#### Passage to read
⟨
# Avon AV9 tyres



## newtora

I have to renew my tyres as the Michelin XC Camping on my Swift Kontiki are fraying at the edges. The van has a weight of 3850 Kilos. New Michelin Agilis Camping seem very expensive (£130 - £140) and I can get Avon AV9's for around £90 each. They have a load index of 116, and strengthened sidewalls so, on the face of it, should be OK. Has anyone used these on their motorhome, and if so are they satisfied with them?


----------



## Waleem

Yes, I have had AV9 Avanza tyres on my van for the last two years. Wearing well, good roadholding and wet performance. They are an absolute bargain when compared to the Michelins.


----------



## newtora

Many thanks for the information.


----------



## FPT

Hi, I am in the same situation with ageing Michelin XC Camper tyres and have found a supplier of the Avon AV9s at avery good price. My only concern is road noise. Are the Avons as quiet as the Michelins? A steady tyre hum would drive me mad during a trip to Portugal!
Many thanks


----------



## bognormike

not any experience of Avons on the MH, but have had them on my car for the last 18 months, and are very good. And were much cheaper than the equivalents. And made in Britain I think? 8)
⟩
#### Supplied information
⟨
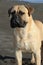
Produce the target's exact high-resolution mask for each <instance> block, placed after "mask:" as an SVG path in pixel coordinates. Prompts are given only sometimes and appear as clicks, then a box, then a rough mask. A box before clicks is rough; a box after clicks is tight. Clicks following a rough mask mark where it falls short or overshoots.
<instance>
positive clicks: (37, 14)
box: [0, 0, 43, 65]
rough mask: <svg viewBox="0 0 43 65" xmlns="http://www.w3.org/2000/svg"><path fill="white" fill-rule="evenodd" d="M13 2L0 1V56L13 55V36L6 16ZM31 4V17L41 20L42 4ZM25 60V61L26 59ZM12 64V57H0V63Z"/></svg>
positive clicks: (42, 21)
mask: <svg viewBox="0 0 43 65" xmlns="http://www.w3.org/2000/svg"><path fill="white" fill-rule="evenodd" d="M14 4H15V2H13V1H9V0H8V1H7V0H5V1H4V0H2V1H0V55H2V56H11V57H14V49H13V36H12V31H11V28H10V22H9V17H8V9H9V8H10V7H11V6H12V5H14ZM31 5H32V6H33V7H34V8H35V11H34V14H33V18H34V19H38V20H41V21H42V22H43V4H31ZM25 55H26V57H28V54H25ZM42 60H43V47H42ZM25 62H27V60H26V61H25ZM42 63H43V62H42ZM14 64H15V61H14V60H13V59H12V60H11V59H5V60H1V59H0V65H14ZM25 64H26V63H25ZM42 65H43V64H42Z"/></svg>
⟩
#### Work instructions
1) Answer from the tyre thread:
(a) What weight does newtora give for the van?
(b) For how long has Waleem had AV9 Avanza tyres on the van?
(c) What is FPT's only concern about the Avon AV9s?
2) Output the part of the tyre thread that opens with the words containing "I have to renew" and closes with "to the Michelins.".
The lines play no part in this work.

#### Solutions per task
1)
(a) 3850 kilos
(b) The last two years
(c) Road noise

2)
I have to renew my tyres as the Michelin XC Camping on my Swift Kontiki are fraying at the edges. The van has a weight of 3850 Kilos. New Michelin Agilis Camping seem very expensive (£130 - £140) and I can get Avon AV9's for around £90 each. They have a load index of 116, and strengthened sidewalls so, on the face of it, should be OK. Has anyone used these on their motorhome, and if so are they satisfied with them?


----------



## Waleem

Yes, I have had AV9 Avanza tyres on my van for the last two years. Wearing well, good roadholding and wet performance. They are an absolute bargain when compared to the Michelins.